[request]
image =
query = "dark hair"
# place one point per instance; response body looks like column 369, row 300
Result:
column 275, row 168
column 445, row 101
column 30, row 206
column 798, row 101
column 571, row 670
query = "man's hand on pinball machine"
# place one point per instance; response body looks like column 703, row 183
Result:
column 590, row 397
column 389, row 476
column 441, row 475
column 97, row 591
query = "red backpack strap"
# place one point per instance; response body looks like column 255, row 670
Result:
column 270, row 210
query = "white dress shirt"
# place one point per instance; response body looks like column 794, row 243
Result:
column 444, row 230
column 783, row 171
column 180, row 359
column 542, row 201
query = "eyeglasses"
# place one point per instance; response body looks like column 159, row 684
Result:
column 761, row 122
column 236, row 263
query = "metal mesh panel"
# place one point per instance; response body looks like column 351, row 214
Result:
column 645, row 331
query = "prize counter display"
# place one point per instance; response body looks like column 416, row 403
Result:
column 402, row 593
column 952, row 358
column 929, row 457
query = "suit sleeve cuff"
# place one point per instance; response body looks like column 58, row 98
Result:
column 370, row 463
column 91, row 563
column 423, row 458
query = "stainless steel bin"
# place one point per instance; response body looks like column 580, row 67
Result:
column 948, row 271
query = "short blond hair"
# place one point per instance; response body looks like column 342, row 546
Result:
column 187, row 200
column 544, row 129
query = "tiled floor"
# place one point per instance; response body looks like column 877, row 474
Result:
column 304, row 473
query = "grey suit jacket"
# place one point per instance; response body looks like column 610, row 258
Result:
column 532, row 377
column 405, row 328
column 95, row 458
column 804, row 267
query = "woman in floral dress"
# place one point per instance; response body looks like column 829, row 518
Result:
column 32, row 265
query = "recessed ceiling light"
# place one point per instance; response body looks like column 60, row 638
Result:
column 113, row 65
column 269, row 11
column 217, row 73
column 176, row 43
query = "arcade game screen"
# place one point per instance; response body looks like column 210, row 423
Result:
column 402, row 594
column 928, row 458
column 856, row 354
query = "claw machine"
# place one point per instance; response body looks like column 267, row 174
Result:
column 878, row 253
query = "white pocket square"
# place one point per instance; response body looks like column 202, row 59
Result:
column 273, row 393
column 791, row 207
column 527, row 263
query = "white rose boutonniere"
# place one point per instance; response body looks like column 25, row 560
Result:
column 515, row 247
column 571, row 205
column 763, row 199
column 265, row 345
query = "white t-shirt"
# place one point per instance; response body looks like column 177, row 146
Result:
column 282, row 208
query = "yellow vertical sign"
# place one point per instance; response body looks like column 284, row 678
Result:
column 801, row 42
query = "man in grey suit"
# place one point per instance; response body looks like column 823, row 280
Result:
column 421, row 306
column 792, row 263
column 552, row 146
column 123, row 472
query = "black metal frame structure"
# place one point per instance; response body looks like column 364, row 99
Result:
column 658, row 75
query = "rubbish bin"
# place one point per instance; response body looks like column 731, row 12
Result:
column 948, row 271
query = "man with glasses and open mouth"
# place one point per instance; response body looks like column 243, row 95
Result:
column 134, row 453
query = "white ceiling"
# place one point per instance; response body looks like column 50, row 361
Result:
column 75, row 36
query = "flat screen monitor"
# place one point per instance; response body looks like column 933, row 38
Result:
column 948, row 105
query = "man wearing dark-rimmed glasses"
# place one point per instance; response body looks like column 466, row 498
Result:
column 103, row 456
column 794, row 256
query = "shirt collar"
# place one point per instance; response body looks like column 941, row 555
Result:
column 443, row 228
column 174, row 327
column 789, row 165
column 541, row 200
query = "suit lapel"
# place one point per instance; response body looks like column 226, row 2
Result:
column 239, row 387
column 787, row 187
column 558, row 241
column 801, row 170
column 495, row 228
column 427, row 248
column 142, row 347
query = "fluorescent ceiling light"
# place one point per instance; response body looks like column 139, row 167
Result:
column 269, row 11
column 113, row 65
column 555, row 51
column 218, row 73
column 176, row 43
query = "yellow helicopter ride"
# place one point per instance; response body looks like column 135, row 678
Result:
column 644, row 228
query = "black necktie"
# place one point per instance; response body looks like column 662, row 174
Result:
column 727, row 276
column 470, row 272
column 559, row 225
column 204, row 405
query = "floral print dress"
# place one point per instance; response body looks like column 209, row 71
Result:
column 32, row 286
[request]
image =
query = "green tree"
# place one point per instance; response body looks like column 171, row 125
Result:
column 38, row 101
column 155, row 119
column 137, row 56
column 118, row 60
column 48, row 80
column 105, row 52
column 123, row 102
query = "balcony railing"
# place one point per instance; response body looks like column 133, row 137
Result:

* INSTRUCTIONS FOR THE TASK
For this listing, copy out every line that includes the word "floral".

* ANSWER TO THIS TASK
query = "woman in floral dress"
query = "floral print dress"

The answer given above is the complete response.